Work to complete:
You are to retype all of the data exactly as it appears.

--- Data rows ---

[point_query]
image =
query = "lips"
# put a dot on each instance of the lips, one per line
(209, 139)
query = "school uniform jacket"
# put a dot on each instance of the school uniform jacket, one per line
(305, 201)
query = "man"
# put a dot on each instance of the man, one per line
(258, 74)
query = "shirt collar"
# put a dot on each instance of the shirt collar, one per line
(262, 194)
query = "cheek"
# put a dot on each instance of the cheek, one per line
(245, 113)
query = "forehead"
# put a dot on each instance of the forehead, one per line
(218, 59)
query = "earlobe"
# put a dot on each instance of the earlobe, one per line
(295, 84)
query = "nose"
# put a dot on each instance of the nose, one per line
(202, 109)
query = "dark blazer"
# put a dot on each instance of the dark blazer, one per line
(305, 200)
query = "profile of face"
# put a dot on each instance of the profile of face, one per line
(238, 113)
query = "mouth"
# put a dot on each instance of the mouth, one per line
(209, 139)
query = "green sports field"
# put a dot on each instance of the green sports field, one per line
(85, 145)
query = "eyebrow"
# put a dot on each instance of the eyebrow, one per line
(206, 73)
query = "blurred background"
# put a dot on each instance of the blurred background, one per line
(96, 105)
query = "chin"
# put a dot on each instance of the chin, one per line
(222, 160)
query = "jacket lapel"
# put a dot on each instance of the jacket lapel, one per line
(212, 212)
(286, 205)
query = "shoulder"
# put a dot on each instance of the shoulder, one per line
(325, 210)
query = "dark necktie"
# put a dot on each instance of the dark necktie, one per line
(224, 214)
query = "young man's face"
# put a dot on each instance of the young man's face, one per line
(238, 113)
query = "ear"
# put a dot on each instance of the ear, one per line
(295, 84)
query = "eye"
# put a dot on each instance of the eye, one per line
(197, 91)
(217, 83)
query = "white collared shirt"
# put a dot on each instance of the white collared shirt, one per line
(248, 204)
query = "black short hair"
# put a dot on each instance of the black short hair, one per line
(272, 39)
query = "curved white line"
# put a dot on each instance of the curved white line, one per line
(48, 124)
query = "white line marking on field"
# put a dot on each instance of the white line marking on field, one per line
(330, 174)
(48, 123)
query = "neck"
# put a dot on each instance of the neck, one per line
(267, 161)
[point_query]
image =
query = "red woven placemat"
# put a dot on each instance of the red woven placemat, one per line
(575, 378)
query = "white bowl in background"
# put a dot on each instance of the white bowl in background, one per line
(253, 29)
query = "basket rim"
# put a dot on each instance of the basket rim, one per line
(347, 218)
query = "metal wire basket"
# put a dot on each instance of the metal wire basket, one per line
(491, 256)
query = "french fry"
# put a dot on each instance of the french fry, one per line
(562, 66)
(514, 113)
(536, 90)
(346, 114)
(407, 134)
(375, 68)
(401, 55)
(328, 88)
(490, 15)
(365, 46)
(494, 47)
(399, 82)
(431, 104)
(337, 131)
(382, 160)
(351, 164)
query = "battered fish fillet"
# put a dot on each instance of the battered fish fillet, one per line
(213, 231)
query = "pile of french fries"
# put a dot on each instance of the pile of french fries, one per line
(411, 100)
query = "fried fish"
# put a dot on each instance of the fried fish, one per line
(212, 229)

---

The completed task:
[point_query]
image =
query = "lips"
# put a dot on each instance of the lips, one per line
(209, 139)
query = "school uniform jacket"
# put a dot on each instance of the school uniform jacket, one per line
(305, 201)
query = "man"
# put a dot on each instance of the man, one per line
(258, 74)
query = "shirt collar"
# put a dot on each instance of the shirt collar, one per line
(262, 194)
query = "cheek"
# put a dot on each instance of the cheek, one per line
(245, 113)
query = "forehead"
# put a dot on each instance of the forehead, one per line
(218, 59)
query = "earlobe"
# put a dot on each instance of the earlobe, one per line
(295, 84)
query = "nose"
# put a dot on each instance of the nose, one per line
(202, 109)
query = "dark blazer"
# put a dot on each instance of the dark blazer, one per line
(305, 200)
query = "profile of face"
# put a dot on each instance of the profile of face, one per line
(238, 113)
query = "mouth"
# put a dot on each instance of the mouth, one per line
(209, 139)
query = "green sports field"
# put a dot on each instance of the green sports field, one per line
(85, 145)
query = "eyebrow"
# put a dot on each instance of the eyebrow, one per line
(206, 73)
query = "blurred background"
# put a dot on each instance of the blurred background, one per line
(96, 105)
query = "chin"
# put a dot on each instance of the chin, one per line
(222, 160)
query = "jacket lapel"
# put a dot on each instance of the jacket lapel, one per line
(212, 212)
(286, 205)
query = "shoulder"
# put a dot on each instance of the shoulder, one per line
(325, 210)
query = "dark necktie"
# put a dot on each instance of the dark necktie, one per line
(224, 214)
query = "young man's face"
# put a dot on each instance of the young man's face, one per line
(238, 113)
query = "ear"
# put a dot on each instance of the ear, one per line
(295, 84)
query = "eye"
# put a dot on each instance of the eye, one per line
(197, 91)
(217, 83)
query = "white collared shirt"
# put a dot on each instance of the white collared shirt, one per line
(248, 204)
query = "black short hair"
# put a dot on each instance of the black short hair, one per line
(272, 39)
query = "curved white line"
# put a dot on each instance of the curved white line, one per line
(48, 124)
query = "white line marking on field"
# put a dot on each instance of the white line marking on field, one per line
(330, 174)
(48, 123)
query = "neck"
# put a dot on each instance of the neck, one per line
(267, 161)
[point_query]
image =
query = "red woven placemat"
# put a dot on each instance of the red woven placemat, one per line
(575, 378)
query = "white bowl in background"
# put a dot on each instance of the white bowl in background, one per line
(253, 29)
query = "basket rim"
# put a dot on each instance of the basket rim, one per line
(347, 218)
query = "metal wire basket"
# put a dot on each instance of the metal wire basket, one per line
(491, 256)
query = "french fry"
# put a dot on each instance of the french fry, one per line
(562, 66)
(514, 113)
(536, 90)
(346, 114)
(407, 134)
(375, 68)
(401, 55)
(328, 88)
(490, 15)
(365, 46)
(494, 47)
(399, 82)
(431, 104)
(337, 131)
(382, 160)
(351, 164)
query = "battered fish fillet"
# put a dot on each instance of the battered fish fillet, one per line
(213, 231)
query = "pile of french fries"
# put a dot on each instance of the pile of french fries, one per line
(411, 100)
query = "fried fish"
# put a dot on each instance of the fried fish, one per line
(212, 229)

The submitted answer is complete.